She got me thinking about my own virginity and how I define it.  I don’t have a key moment to hang “losing my virginity” on, precisely for the reasons she identifies. 

I can remember my first serious sexual contact with someone else.  Ian, back of the Film Society at Naenae College, age 14, magic fingers, the idea of which still tease me with pleasure.

I can remember my first orgasm with someone else.  Mark, his bedroom in a Wainuiomata house, age 16, and while I knew plenty about my own body by then, the process of coming through someone else’s mouth was pretty damn revelatory.

I can remember the first time I “slept with” a woman.  Karen, Hastings, age 20, complete astonishment at the sensuous delight of entangling limbs and bodies with someone with the same softnesses as me.

All up, I’ve used these markers to define my loss of “virginity”.  None of them have anything to do with my bedsheets being tested for blood, or intercourse, or the colour of my urine changing, or getting married, or any of the other weird and wonderful ways virginity has been interpreted (and still is in some cultures) over the years.

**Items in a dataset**

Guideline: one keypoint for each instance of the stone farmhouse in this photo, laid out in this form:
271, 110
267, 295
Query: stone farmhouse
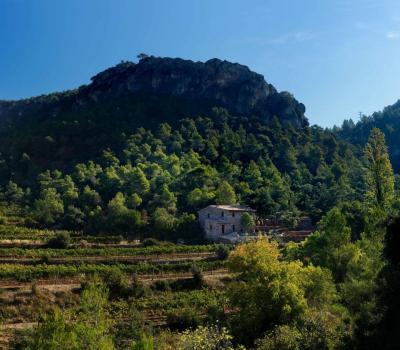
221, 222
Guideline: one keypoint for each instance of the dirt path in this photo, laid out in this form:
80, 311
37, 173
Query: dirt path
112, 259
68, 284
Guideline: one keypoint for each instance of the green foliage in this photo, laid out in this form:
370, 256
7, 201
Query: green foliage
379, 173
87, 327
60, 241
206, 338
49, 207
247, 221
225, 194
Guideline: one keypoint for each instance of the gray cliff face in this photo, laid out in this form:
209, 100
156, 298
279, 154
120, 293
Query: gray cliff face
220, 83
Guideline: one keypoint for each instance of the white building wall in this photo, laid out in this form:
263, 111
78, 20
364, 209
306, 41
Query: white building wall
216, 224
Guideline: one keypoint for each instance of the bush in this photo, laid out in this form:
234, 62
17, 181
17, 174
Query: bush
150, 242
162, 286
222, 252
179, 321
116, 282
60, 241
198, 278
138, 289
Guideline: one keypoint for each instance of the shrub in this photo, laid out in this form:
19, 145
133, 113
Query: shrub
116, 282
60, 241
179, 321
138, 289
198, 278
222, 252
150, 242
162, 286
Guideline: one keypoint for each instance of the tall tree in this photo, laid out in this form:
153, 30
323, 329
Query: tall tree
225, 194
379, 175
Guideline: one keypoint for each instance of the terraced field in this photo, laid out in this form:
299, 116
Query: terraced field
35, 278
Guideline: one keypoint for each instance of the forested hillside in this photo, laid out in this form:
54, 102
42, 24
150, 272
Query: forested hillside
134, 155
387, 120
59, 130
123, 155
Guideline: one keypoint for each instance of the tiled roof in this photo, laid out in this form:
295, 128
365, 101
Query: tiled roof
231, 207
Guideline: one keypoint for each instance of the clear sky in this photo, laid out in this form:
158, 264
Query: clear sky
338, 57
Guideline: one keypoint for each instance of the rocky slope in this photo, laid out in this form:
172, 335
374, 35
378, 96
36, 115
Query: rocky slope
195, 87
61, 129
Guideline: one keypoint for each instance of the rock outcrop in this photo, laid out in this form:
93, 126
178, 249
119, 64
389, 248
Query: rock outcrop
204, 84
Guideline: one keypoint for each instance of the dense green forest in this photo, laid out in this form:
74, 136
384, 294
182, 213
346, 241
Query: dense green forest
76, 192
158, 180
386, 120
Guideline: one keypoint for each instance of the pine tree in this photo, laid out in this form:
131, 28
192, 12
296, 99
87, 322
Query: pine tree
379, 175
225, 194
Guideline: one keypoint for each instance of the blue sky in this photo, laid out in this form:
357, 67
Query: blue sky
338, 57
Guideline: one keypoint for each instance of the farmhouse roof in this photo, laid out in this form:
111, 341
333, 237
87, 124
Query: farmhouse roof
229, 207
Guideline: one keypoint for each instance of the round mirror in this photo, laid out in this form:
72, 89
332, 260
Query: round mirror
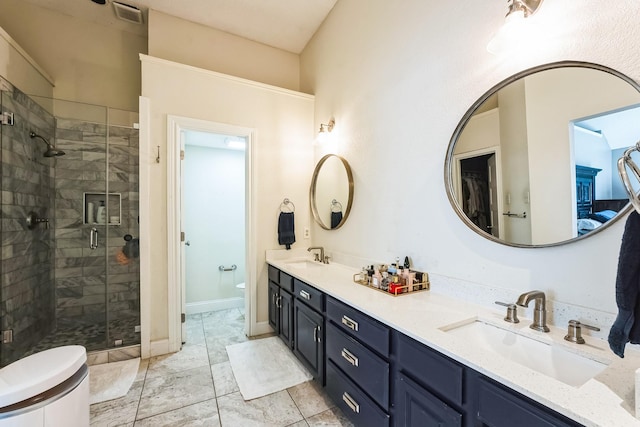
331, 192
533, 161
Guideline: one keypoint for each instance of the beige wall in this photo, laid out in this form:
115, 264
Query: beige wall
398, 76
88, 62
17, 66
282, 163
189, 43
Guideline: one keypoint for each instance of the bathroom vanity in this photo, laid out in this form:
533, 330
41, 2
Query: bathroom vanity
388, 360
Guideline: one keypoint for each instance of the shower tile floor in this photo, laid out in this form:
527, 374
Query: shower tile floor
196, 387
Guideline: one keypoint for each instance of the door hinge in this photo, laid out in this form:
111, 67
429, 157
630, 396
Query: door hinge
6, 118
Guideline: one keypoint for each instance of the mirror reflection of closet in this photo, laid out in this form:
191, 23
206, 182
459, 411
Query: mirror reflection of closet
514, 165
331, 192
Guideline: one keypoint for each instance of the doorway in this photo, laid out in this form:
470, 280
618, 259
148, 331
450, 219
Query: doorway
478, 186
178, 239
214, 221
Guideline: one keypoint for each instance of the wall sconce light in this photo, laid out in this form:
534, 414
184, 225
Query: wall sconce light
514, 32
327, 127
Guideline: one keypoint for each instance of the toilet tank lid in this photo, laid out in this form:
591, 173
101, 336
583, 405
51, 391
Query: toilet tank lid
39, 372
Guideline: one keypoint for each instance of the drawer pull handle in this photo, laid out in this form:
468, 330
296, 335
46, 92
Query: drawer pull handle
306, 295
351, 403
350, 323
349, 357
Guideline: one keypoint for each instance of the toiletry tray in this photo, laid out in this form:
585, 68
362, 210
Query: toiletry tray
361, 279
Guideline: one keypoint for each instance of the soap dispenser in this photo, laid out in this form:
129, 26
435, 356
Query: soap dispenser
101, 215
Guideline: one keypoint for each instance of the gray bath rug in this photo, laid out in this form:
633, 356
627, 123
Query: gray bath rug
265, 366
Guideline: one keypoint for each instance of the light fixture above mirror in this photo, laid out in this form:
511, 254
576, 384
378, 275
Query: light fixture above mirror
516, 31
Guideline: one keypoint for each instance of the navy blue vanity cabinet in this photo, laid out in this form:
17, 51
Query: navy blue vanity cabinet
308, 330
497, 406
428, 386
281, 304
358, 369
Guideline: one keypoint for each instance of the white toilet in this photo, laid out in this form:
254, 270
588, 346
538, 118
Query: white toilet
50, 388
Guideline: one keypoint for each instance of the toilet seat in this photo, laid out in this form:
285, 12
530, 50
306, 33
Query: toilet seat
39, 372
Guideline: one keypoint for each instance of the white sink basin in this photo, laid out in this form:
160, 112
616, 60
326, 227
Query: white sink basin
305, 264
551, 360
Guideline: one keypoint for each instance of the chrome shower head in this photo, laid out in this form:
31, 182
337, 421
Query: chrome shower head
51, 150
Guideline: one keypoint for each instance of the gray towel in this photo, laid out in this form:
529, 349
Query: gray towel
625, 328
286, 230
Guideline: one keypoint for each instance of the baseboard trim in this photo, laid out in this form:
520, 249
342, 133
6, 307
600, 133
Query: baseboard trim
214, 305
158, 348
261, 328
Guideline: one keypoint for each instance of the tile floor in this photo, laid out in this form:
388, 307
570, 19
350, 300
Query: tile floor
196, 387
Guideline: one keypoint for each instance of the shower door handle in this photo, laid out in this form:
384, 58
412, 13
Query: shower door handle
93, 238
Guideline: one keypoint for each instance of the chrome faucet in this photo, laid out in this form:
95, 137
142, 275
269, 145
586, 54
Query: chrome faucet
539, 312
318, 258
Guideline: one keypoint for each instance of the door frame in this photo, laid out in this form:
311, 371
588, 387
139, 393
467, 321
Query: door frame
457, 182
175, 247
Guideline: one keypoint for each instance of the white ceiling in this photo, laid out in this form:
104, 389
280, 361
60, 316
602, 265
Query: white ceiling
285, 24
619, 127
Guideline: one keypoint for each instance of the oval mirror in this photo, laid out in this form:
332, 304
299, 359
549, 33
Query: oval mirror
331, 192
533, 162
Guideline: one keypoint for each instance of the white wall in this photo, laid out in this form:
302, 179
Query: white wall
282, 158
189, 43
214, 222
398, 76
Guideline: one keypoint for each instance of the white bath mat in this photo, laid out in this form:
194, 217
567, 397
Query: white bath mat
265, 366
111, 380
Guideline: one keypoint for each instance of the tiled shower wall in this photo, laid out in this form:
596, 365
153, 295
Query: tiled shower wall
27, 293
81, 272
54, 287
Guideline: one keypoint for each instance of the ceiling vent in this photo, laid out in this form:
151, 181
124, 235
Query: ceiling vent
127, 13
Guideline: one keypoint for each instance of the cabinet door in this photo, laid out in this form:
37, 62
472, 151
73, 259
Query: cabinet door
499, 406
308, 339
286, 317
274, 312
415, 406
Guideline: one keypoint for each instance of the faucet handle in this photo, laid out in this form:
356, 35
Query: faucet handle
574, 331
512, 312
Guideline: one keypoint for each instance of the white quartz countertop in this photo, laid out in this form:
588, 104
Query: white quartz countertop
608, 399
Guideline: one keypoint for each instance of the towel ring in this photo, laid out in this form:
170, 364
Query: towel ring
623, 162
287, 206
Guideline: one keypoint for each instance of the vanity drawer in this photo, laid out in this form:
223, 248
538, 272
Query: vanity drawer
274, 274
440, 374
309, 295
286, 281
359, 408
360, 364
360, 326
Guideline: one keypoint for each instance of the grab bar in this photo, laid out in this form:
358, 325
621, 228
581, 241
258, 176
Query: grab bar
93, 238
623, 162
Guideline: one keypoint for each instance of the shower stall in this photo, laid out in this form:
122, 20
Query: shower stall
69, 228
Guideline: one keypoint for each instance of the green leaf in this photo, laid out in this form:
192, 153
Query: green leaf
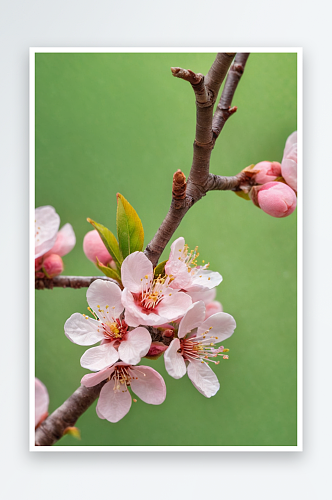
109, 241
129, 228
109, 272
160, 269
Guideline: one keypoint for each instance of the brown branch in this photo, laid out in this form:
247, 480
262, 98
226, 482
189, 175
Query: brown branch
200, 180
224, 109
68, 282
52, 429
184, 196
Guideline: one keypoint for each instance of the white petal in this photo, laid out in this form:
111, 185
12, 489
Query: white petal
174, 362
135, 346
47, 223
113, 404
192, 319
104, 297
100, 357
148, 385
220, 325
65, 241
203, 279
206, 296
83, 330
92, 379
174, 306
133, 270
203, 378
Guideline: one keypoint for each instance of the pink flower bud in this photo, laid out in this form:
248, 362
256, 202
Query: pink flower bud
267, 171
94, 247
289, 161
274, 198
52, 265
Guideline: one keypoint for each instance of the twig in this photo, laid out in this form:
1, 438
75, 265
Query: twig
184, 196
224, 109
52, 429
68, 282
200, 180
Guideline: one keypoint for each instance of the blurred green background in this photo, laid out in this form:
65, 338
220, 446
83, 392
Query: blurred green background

**Objectives**
A. Answer these about the essay on virginity:
(i) Which school is named in the text?
(ii) In what town was the house in the memory about Mark?
(iii) How old was the writer at the time with Karen?
B. Rewrite the passage of the virginity essay between "She got me thinking" and "reasons she identifies.", inclusive, substituting "defining moment" for "key moment".

**Answers by task**
A.
(i) Naenae College
(ii) Wainuiomata
(iii) 20

B.
She got me thinking about my own virginity and how I define it.  I don’t have a defining moment to hang “losing my virginity” on, precisely for the reasons she identifies.